Exercise instructions:
(a) Answer these about the meetup blog post:
(i) Who was the guest speaker?
(ii) What did the hands-on tutorial implement, and with what?
(iii) What date is SQL Saturday scheduled for?
(b) Write out the meetup blog post from "hosted by Peter" up to and including "Word2Vec with TensorFlow.", with "Word2Vec" switched to "GloVe".
(c) Put this sentence from the meetup blog post into Spanish: "This was followed by a hands-on tutorial implementing Word2Vec with TensorFlow."

Document text:
>>>

Blog

Cork AI Meetup 3 - Introduction to Text Analytics and Natural Language Processing (plus hands-on)

Peter Elger

March 15th 2018


hosted by Peter Elger / Keelin Murphy


At this third meetup sponsored by fourTheorem, our guest speaker Nick Grattan provided an introduction to text analytics techniques and their practical usages. This was followed by a hands-on tutorial implementing Word2Vec with TensorFlow.

The evening began with a welcome message from organisers Peter Elger (fourTheorem CEO) and Keelin Murphy (Research Fellow, UCC), and encouragement to dive into the beer and pizza whilst enjoying the material. Mark Hayes from the SQL User Group then followed with a message about an upcoming 1-day training event called ‘SQL Saturday’, scheduled for the 9th June 2018. The SQL User Group provides high quality technical sessions delivered by elite professionals on related topics such as database administration, development, cloud , data platforms and more! This event is usually held in Dublin but fortunately this year will be held at Cork University College! The entry fee is €250.

<<<

Data extract:
>>>

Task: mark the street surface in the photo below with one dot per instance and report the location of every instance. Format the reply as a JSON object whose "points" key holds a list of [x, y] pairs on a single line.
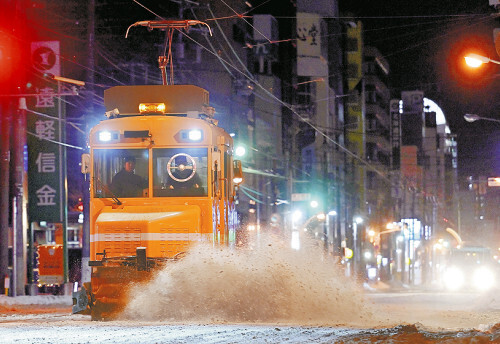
{"points": [[271, 295], [409, 318]]}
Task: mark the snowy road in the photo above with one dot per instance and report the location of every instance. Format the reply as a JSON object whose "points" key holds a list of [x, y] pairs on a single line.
{"points": [[272, 295], [403, 317]]}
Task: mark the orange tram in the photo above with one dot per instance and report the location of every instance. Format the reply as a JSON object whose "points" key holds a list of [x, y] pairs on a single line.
{"points": [[162, 178]]}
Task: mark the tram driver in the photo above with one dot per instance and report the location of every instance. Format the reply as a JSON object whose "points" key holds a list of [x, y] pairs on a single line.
{"points": [[126, 183]]}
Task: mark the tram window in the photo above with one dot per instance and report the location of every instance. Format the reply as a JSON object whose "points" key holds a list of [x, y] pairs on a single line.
{"points": [[180, 172], [121, 172]]}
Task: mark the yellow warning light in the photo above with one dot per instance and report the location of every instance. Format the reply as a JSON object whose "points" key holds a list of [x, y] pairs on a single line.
{"points": [[152, 108], [348, 253]]}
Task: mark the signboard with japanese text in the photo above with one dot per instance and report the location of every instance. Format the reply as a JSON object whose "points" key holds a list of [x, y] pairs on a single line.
{"points": [[311, 50], [45, 57], [45, 110]]}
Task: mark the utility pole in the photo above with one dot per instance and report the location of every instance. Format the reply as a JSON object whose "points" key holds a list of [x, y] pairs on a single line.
{"points": [[90, 106], [5, 125], [19, 221]]}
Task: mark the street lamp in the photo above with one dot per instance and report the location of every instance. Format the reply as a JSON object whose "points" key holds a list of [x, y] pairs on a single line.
{"points": [[475, 60], [469, 117]]}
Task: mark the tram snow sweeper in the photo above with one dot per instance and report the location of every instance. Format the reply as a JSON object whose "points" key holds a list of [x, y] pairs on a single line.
{"points": [[162, 177]]}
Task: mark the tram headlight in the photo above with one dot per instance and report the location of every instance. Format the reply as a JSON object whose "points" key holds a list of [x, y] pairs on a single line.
{"points": [[104, 136], [195, 135], [484, 278]]}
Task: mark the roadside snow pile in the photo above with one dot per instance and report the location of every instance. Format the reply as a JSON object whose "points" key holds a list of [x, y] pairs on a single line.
{"points": [[36, 300], [489, 300]]}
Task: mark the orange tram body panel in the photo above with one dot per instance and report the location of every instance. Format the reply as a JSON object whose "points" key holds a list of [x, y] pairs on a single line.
{"points": [[161, 179]]}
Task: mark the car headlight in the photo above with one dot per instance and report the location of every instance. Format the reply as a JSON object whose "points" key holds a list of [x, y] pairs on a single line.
{"points": [[484, 278], [454, 278]]}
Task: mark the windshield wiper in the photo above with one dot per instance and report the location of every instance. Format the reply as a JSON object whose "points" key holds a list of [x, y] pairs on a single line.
{"points": [[107, 190]]}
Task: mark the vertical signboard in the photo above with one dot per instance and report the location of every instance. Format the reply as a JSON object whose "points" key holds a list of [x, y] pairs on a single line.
{"points": [[311, 51], [395, 134], [44, 133]]}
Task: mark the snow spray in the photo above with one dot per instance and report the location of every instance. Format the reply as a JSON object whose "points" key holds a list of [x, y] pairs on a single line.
{"points": [[269, 284]]}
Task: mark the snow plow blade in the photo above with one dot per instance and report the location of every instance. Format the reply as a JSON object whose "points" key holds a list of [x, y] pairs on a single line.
{"points": [[81, 300]]}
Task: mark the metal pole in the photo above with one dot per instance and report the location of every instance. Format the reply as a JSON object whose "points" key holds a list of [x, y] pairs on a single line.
{"points": [[86, 184], [5, 127], [20, 231], [63, 185]]}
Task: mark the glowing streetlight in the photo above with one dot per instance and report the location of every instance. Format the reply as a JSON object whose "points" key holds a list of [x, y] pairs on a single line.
{"points": [[469, 117], [240, 151], [475, 60]]}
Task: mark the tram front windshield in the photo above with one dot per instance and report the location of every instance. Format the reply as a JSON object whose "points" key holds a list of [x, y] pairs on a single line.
{"points": [[177, 172]]}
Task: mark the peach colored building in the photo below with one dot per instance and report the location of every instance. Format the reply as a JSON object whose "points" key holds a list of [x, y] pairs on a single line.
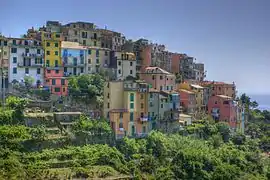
{"points": [[223, 108], [56, 82], [146, 58], [159, 78], [176, 63], [187, 101], [220, 88]]}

<<<

Final results:
(a)
(i) Nick Grattan
(ii) Word2Vec, with TensorFlow
(iii) The 9th June 2018

(b)
hosted by Peter Elger / Keelin Murphy


At this third meetup sponsored by fourTheorem, our guest speaker Nick Grattan provided an introduction to text analytics techniques and their practical usages. This was followed by a hands-on tutorial implementing GloVe with TensorFlow.

(c) A esto le siguió un tutorial práctico que implementaba Word2Vec con TensorFlow.